══ Provided information ══

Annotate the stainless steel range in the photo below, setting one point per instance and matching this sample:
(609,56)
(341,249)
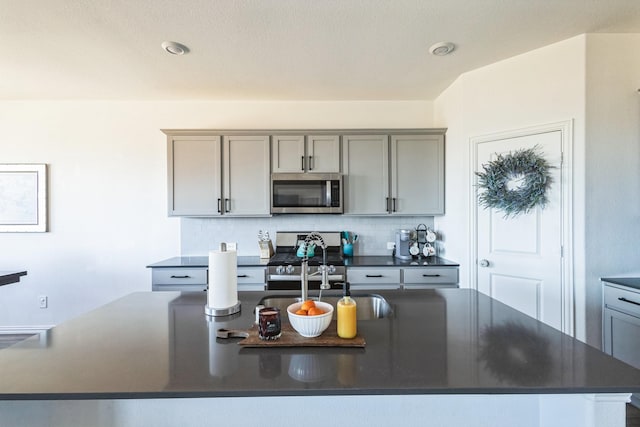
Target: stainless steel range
(284,267)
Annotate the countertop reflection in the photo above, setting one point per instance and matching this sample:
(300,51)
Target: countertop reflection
(149,345)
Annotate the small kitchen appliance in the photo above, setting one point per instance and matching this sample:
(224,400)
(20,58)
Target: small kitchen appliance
(306,193)
(403,243)
(284,267)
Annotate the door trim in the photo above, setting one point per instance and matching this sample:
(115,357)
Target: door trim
(566,182)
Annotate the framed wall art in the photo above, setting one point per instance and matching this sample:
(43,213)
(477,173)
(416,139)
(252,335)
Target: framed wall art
(23,198)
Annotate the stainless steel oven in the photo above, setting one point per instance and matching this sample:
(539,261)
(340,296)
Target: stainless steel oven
(306,193)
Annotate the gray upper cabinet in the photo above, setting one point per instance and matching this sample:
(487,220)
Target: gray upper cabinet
(194,179)
(417,174)
(305,154)
(246,175)
(365,162)
(227,172)
(394,174)
(212,175)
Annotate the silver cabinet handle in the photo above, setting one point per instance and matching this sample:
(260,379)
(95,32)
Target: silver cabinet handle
(628,300)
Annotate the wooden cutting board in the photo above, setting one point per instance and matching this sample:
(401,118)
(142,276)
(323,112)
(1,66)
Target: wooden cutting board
(290,338)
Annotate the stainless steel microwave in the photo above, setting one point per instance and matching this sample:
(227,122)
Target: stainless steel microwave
(306,193)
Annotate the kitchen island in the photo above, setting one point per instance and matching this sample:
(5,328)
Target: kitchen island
(452,356)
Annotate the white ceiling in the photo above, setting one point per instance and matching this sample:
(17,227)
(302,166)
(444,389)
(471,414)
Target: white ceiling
(276,49)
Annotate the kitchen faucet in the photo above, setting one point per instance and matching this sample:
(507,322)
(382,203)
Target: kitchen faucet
(324,269)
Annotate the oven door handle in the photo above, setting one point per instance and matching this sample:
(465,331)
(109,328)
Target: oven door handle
(315,278)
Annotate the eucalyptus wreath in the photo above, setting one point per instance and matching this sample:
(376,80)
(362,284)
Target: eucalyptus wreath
(515,183)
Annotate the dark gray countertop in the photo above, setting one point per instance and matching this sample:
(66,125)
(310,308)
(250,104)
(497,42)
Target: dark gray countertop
(356,261)
(390,261)
(632,282)
(8,277)
(445,341)
(203,261)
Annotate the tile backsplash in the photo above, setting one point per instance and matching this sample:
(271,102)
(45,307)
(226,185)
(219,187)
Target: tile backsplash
(199,235)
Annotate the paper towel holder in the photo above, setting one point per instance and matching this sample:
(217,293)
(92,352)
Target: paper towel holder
(210,311)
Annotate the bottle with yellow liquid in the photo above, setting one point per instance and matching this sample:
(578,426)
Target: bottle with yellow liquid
(346,315)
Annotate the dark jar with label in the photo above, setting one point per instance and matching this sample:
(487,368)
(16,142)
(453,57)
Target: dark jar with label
(269,326)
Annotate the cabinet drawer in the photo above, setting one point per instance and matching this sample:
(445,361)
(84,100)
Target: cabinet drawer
(430,275)
(251,275)
(622,299)
(373,275)
(179,288)
(179,276)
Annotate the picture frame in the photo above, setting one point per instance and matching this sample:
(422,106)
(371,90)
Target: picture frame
(23,198)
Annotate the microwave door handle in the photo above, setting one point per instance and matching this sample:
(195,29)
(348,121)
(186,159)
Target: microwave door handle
(328,192)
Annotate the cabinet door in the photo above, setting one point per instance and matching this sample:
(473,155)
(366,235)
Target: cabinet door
(287,154)
(622,336)
(417,174)
(246,175)
(194,176)
(323,154)
(365,163)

═══

## Exercise aim
Print only the lines from the one with "Target: dark jar with label" to the end of the records, both included.

## Answer to the exercise
Target: dark jar with label
(269,326)
Annotate the cabinet drawer in the photo above, setting one point per instance and matching this sample:
(445,361)
(84,100)
Target: cabinet drawer
(430,275)
(251,275)
(622,299)
(373,275)
(179,288)
(179,276)
Annotate the picture frame in the photo above, setting one point per instance and matching this sample:
(422,106)
(371,90)
Target: picture frame
(23,198)
Annotate the microwave door handle in the photo above, setting one point per instance and matching this sample:
(195,29)
(348,121)
(186,159)
Target: microwave door handle
(328,192)
Annotate the cabinet door in the photo above, setting one point per instance and matching this sample:
(473,155)
(366,235)
Target: cabinet door
(287,154)
(622,336)
(417,174)
(246,175)
(194,176)
(323,154)
(365,163)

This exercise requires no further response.